(Excerpts from a detection dataset)
--- start ---

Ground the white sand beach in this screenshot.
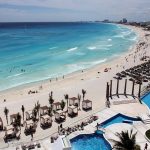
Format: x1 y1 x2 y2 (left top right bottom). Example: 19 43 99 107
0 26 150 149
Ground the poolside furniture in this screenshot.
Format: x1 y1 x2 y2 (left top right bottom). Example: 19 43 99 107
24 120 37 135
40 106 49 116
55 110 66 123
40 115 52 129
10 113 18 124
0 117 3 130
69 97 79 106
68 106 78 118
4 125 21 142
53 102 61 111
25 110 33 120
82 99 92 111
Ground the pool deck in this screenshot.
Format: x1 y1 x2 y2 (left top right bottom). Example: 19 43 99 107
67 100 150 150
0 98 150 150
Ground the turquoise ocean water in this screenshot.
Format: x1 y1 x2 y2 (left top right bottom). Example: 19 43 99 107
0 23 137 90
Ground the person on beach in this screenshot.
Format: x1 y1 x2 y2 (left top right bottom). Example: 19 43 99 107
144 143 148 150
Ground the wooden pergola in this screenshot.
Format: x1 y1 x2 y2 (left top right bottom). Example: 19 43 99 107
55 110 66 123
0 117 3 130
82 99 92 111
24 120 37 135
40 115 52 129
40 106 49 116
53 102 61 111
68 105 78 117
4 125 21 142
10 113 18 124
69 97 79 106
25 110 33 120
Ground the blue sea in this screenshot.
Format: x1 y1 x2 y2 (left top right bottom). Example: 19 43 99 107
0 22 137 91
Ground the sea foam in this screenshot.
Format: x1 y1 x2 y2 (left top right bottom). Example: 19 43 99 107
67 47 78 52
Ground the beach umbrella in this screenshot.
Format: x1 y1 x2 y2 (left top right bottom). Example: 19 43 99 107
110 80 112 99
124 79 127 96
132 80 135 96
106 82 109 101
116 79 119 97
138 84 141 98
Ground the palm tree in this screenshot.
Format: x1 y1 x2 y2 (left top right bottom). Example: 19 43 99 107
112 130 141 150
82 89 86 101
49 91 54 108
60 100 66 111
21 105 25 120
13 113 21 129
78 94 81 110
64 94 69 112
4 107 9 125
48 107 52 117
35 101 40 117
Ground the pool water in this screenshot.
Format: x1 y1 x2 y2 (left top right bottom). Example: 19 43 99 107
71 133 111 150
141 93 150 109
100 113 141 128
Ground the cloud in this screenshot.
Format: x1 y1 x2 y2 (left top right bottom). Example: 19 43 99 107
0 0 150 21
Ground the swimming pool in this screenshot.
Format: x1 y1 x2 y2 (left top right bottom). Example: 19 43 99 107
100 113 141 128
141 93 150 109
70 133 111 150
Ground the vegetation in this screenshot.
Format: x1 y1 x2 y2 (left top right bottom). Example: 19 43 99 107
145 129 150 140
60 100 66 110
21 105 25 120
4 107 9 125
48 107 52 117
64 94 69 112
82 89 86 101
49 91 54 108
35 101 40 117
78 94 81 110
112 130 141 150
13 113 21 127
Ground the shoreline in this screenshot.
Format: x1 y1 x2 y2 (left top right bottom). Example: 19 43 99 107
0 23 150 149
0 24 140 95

--- end ---
--- start ---

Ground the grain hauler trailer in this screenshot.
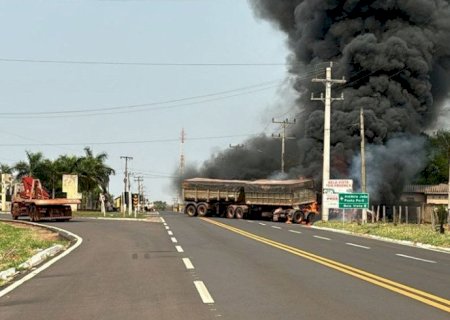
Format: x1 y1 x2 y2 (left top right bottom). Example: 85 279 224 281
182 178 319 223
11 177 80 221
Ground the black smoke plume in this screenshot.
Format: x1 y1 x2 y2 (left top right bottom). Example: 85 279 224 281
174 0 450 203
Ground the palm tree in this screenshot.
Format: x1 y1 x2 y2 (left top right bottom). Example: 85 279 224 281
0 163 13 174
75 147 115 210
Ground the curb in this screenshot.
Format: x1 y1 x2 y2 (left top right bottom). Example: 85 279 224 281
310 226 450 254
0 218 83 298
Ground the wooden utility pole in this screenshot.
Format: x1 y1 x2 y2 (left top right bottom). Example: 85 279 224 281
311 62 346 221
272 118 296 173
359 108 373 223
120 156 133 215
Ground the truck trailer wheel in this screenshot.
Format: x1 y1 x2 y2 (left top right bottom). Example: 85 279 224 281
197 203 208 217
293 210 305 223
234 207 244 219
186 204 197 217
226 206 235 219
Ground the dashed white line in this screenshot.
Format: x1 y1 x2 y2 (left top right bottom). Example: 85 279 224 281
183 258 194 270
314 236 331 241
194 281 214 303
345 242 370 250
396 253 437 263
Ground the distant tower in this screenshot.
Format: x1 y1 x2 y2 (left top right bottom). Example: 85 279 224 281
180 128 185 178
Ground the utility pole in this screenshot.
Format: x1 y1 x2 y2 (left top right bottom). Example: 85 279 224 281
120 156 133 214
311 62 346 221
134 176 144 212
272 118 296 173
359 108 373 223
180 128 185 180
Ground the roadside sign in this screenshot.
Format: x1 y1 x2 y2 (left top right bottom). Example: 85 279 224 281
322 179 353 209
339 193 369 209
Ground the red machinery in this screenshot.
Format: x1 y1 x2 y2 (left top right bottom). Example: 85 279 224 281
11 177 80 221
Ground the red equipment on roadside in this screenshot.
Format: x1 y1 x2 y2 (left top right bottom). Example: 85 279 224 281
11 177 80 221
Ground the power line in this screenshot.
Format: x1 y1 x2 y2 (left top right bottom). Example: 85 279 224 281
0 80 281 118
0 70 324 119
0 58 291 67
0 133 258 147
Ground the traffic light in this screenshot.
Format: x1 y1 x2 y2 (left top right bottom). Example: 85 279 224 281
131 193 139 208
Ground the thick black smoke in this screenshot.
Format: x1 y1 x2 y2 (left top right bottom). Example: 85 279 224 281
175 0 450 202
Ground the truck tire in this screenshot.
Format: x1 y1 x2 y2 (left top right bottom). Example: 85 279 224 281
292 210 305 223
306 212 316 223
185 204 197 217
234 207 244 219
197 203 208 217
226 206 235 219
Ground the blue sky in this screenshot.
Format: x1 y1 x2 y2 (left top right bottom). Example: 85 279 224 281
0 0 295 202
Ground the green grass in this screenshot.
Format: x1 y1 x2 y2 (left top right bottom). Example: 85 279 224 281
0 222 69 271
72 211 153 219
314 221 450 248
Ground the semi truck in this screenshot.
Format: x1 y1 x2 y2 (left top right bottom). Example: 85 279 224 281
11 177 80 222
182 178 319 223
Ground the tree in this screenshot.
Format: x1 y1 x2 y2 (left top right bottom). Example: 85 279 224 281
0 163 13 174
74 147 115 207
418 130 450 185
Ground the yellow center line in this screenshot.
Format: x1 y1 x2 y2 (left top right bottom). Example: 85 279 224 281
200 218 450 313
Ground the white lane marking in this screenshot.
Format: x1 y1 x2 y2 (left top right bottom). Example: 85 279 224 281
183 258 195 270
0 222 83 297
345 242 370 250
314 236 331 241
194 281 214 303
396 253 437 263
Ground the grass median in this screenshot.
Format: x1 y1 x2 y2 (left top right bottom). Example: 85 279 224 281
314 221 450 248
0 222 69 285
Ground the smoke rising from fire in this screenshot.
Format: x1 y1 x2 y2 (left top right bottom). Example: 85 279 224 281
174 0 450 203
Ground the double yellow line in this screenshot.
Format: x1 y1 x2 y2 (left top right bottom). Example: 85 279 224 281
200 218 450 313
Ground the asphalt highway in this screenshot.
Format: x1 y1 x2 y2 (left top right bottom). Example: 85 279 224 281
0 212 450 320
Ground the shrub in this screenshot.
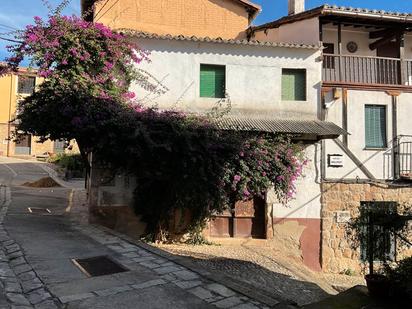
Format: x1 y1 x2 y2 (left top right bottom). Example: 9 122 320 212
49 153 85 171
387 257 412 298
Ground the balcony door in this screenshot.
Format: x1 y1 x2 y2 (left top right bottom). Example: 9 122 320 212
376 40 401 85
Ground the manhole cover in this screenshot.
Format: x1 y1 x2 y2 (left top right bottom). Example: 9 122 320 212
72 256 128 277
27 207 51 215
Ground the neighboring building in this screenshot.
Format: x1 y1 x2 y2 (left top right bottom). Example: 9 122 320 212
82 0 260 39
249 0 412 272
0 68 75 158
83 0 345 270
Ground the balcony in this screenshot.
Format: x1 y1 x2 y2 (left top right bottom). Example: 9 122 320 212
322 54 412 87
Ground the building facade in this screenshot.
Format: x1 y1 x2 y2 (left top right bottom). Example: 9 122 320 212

--- end ---

# Exercise requirements:
Retype the lines of the listing, beginning with the line that contains "Ground the white sand" and continuing through the line that contains "0 26 150 149". Leave the picture out of your copy.

# Written reply:
Ground the white sand beach in this screenshot.
Format: x1 y1 x2 y2 (left top right bottom). Example: 19 43 99 107
0 26 150 149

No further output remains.